§ **PETICIÓN ESCRITA**: En el relato de viaje, ¿qué dos museos les da tiempo a ver el quinto día en Nueva York?

§ **TEXTO MOSTRADO**:
La mañana del 16 de julio, a las 6:30 nos ponemos en pie para ir a recoger el juguete alquilado por Aitor, un luxurious car apellidado Cadillac CTS, más cariñosamente conocido como Audrey, una preciosa niña que hizo que Aitor olvidara al niñito de sus ojos, la joya de su corona, su pequeño Sebastian. Salimos de Manhattan por el túnel Lincoln y cogemos la I-95 dirección sur rumbo a Filadelfia. Lo más divertido de los viajes es hacerlos sin preparación alguna, es decir, sin mirarse un solo mapa, mucho menos cuando vas a utilizar algún coche. De esta forma puedes perderte por algún pueblo americano y adentrarte en algún suburbio poco recomendable, a ver si nos quedamos sin ruedas y tenemos una anécdota que contar. En fin, a media mañana conseguimos llegar a destino, "una cosa enorme y gris" llamada New Jersey, para ser más exactos, un acorazado de la II Guerra Mundial, la otra parte de la negociación correspondiente a Aitor y la segunda vez que se le pusieron los ojos brillantes como un niño tremendamente emocionado. La parte mala de la visita es que el barquito es gigantesco, compuesto de innumerables armas y dispositivos de disparo, de todos los tamaños y gustos; la parte buena es que puedes ir por donde quieras y explorarlo como desees. Una vez visitado decidimos aprovechar el día en Filadelfia, una ciudad que me sorprendió agradablemente, supongo que motivado porque su casco histórico, marcado por la independencia de EE.UU., tiene un aire familiar e inequívoco a Inglaterra. De esta forma puedes visitar el famoso Independence Hall, la campana de la Libertad, la casa donde Jefferson escribió la Declaración e, incluso, la casita de Betsy Ross, quien se cree que tejió la primera bandera de la barras y estrellas. Además, se puede pasear por Elfreth's Alley, una calle original de mediados del XVIII, muy entrañable. A eso de las 16:30 volvemos a Manhattan donde nos tragamos un atasco descomunal con algún consabido "fuck you" muy americano, dispuestos a descansar y preparar el día siguiente. Es el momento que elijo para bajar al gimnasio del hotel y rodar un poco para estar lista en mi parte de la negociación.
Amanece el quinto día en Nueva York, el día de los museos. De un total de cuatro previstos, MET, MoMa, Guggenheim y el de Historia Natural, sólo nos da tiempo a ver el primero y el último, y por supuesto no enteros. El MET aloja una colección impresionante que abarca todas las etapas artísticas. Sólo pude ver la colección de arte egipcio, la armería, arte moderno y, por supuesto, siglo XIX francés, mi preferido, una colección muy extensa con todos los maestros del Impresionismo, y una de las partes de mi negociación. Debo añadir en este apartado una pequeña observación, o más bien una queja, motivada por aquellos "paletos" andantes que, en vez de dedicarse a contemplar los cuadros con detenimiento y dejándose atrapar por ellos, llegan con sus cámaras de fotos y sacan una instántanea de todos los cuadros, quien sabe si para contemplar dichas fotografías con gran regocijo, enseñarlas con todo el orgullo del mundo ante aquellos desposeídos de la facultad de encender un ordenador y buscar las mismas fotografías en Internet. Ver para creer. Como la estampa de Central Park, un parque que debería estar en todas las ciudades del mundo, un lugar que me llegó al corazón de una forma muy particular, aunque eso se merece una entrada especial.

(Datos de anotación de ubicación de objetos)

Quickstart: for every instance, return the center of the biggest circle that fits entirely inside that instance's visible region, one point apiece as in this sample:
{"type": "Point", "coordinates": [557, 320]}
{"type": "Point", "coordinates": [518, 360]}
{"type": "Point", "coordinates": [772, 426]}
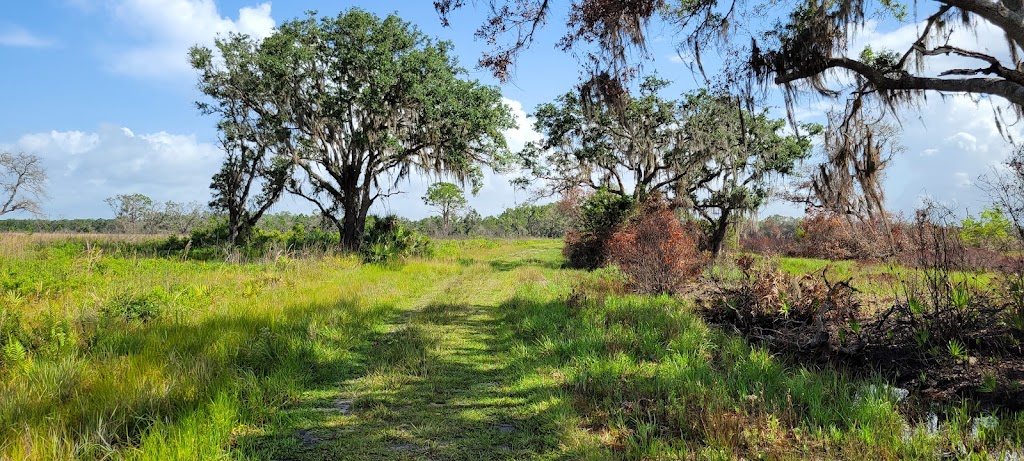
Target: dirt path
{"type": "Point", "coordinates": [438, 385]}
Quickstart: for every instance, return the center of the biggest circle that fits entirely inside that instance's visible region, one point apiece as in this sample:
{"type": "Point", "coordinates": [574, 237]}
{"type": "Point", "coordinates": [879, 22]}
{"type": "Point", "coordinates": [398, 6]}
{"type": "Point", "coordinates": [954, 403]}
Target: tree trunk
{"type": "Point", "coordinates": [232, 226]}
{"type": "Point", "coordinates": [719, 234]}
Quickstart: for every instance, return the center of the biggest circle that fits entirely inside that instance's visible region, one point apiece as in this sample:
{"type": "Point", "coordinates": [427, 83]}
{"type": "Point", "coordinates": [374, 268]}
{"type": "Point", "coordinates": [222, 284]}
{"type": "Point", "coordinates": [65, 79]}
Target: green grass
{"type": "Point", "coordinates": [489, 350]}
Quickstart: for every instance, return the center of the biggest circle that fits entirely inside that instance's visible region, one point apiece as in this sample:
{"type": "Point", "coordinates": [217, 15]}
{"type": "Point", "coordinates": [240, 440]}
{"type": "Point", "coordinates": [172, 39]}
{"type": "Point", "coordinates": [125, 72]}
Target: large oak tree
{"type": "Point", "coordinates": [357, 103]}
{"type": "Point", "coordinates": [707, 153]}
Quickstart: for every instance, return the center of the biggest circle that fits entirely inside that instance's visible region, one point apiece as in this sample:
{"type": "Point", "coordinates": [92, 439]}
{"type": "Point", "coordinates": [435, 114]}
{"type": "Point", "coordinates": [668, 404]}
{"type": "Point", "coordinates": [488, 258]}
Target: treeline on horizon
{"type": "Point", "coordinates": [526, 220]}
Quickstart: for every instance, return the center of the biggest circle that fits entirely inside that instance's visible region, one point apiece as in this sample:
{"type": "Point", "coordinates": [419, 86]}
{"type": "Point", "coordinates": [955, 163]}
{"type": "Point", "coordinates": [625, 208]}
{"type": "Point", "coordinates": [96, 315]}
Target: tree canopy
{"type": "Point", "coordinates": [707, 154]}
{"type": "Point", "coordinates": [357, 103]}
{"type": "Point", "coordinates": [808, 45]}
{"type": "Point", "coordinates": [448, 199]}
{"type": "Point", "coordinates": [23, 182]}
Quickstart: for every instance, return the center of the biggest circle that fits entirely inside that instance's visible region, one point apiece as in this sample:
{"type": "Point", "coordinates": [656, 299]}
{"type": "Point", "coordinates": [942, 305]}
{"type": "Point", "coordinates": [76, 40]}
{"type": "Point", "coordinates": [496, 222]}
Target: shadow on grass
{"type": "Point", "coordinates": [507, 265]}
{"type": "Point", "coordinates": [160, 375]}
{"type": "Point", "coordinates": [440, 385]}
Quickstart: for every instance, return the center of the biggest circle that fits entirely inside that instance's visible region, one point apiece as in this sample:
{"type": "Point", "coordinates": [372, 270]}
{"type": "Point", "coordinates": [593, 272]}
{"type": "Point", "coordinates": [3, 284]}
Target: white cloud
{"type": "Point", "coordinates": [958, 141]}
{"type": "Point", "coordinates": [18, 37]}
{"type": "Point", "coordinates": [84, 168]}
{"type": "Point", "coordinates": [517, 137]}
{"type": "Point", "coordinates": [164, 30]}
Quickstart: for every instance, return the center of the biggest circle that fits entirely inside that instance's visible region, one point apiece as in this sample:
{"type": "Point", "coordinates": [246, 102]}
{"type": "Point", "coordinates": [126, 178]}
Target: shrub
{"type": "Point", "coordinates": [387, 240]}
{"type": "Point", "coordinates": [133, 306]}
{"type": "Point", "coordinates": [655, 250]}
{"type": "Point", "coordinates": [598, 217]}
{"type": "Point", "coordinates": [991, 229]}
{"type": "Point", "coordinates": [828, 236]}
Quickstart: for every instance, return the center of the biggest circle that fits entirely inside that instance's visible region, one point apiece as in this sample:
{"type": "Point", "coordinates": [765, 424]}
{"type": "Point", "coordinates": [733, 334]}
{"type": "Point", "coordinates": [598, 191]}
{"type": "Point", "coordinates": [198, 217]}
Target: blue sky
{"type": "Point", "coordinates": [102, 91]}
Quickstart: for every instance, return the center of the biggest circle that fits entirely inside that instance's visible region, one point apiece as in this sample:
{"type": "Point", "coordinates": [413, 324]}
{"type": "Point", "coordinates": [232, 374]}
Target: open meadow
{"type": "Point", "coordinates": [489, 349]}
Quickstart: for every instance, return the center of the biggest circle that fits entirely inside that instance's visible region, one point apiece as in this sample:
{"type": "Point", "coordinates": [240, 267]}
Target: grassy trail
{"type": "Point", "coordinates": [438, 384]}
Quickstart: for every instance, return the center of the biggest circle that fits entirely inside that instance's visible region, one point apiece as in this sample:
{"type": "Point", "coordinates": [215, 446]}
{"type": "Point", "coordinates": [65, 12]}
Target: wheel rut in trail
{"type": "Point", "coordinates": [435, 386]}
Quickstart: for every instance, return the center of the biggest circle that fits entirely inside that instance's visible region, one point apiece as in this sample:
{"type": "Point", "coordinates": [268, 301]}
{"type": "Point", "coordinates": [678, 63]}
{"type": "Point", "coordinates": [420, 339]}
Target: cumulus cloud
{"type": "Point", "coordinates": [164, 30]}
{"type": "Point", "coordinates": [84, 168]}
{"type": "Point", "coordinates": [18, 37]}
{"type": "Point", "coordinates": [957, 141]}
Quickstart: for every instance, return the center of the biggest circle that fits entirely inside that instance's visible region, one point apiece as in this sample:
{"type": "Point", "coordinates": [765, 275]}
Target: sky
{"type": "Point", "coordinates": [102, 91]}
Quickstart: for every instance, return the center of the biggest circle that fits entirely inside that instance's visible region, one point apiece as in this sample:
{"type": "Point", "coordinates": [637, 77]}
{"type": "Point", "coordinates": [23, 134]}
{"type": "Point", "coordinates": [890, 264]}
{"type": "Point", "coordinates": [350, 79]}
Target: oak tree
{"type": "Point", "coordinates": [357, 103]}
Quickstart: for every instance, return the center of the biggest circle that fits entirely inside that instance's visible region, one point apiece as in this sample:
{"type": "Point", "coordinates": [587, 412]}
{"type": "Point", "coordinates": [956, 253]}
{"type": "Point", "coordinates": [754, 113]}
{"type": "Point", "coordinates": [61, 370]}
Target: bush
{"type": "Point", "coordinates": [828, 236]}
{"type": "Point", "coordinates": [386, 240]}
{"type": "Point", "coordinates": [655, 250]}
{"type": "Point", "coordinates": [991, 229]}
{"type": "Point", "coordinates": [132, 306]}
{"type": "Point", "coordinates": [599, 216]}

§ **RESPUESTA A LA TAREA**: El MET y el de Historia Natural.